- [Task instructions]
**a)** From the page on ETL/ELT integration architecture, set down the passage from "Aspiring and practicing" up to and including "language for orchestration.".
**b)** Answer these about the page on ETL/ELT integration architecture:
(i) According to the page, what does ELT mean?
(ii) Which SQL skills are listed under the prerequisites?
(iii) Which group of data engineers is named among the people this is for?

***** Page extract

How to learn Integration Architecture ETL ELT for Data Architect for free

Integration Architecture (ETL/ELT) for Data Architects

As a Data Architect, you choose how data moves from source systems to analytics platforms. ETL (transform before load) and ELT (load then transform) are core patterns you will combine with batch and streaming, CDC, data contracts, schema evolution, and standardized ingestion frameworks. This skill helps you design reliable, scalable, and observable integrations.

Why this matters in the Data Architect role

Unlocks trustworthy analytics by defining ingestion SLAs, lineage, and quality gates.
Controls cost and performance by choosing ETL vs ELT, batch vs streaming, and partitioning.
Reduces risk with idempotent design, CDC, backfills, and schema evolution strategies.
Accelerates delivery with reusable ingestion frameworks and data contracts.

Who this is for

Aspiring and practicing Data Architects aligning data flows to business needs.
Senior data engineers preparing to own platform-wide integration patterns.
Analytics engineers needing robust ingestion and transformation designs.

Prerequisites

Comfort with SQL (joins, window functions, MERGE/UPSERT).
Basic Python or another scripting language for orchestration.

**********
***** Listing

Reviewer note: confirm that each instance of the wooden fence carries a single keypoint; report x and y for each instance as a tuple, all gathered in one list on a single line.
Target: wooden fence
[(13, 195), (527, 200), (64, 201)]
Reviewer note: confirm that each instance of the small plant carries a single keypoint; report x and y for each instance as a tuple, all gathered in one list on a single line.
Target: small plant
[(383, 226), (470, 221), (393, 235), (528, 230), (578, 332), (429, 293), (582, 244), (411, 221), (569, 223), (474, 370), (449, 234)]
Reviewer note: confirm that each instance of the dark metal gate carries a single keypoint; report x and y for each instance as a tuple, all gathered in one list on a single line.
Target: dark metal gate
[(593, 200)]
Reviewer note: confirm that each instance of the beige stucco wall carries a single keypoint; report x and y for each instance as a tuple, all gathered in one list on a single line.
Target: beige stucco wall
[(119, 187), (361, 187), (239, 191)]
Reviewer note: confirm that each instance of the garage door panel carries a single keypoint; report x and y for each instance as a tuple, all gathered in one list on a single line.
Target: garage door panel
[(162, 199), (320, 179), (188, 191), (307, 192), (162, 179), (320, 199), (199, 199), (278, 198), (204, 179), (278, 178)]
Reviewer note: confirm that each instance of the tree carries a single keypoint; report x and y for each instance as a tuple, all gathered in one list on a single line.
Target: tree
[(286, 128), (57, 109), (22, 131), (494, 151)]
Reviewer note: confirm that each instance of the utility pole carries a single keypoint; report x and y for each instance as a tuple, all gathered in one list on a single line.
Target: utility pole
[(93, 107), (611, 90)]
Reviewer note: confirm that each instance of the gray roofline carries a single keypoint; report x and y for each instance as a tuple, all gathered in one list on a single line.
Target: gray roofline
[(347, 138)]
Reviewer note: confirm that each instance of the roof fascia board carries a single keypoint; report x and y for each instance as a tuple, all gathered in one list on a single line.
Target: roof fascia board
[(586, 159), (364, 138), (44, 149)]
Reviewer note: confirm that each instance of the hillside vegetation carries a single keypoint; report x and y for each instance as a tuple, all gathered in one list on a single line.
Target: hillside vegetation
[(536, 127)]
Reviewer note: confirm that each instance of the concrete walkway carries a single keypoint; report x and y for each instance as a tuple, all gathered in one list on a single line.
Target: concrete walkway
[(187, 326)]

**********

- [Response list]
**a)**
Aspiring and practicing Data Architects aligning data flows to business needs.
Senior data engineers preparing to own platform-wide integration patterns.
Analytics engineers needing robust ingestion and transformation designs.

Prerequisites

Comfort with SQL (joins, window functions, MERGE/UPSERT).
Basic Python or another scripting language for orchestration.

**b)**
(i) Load then transform.
(ii) Joins, window functions, and MERGE/UPSERT.
(iii) Senior data engineers preparing to own platform-wide integration patterns.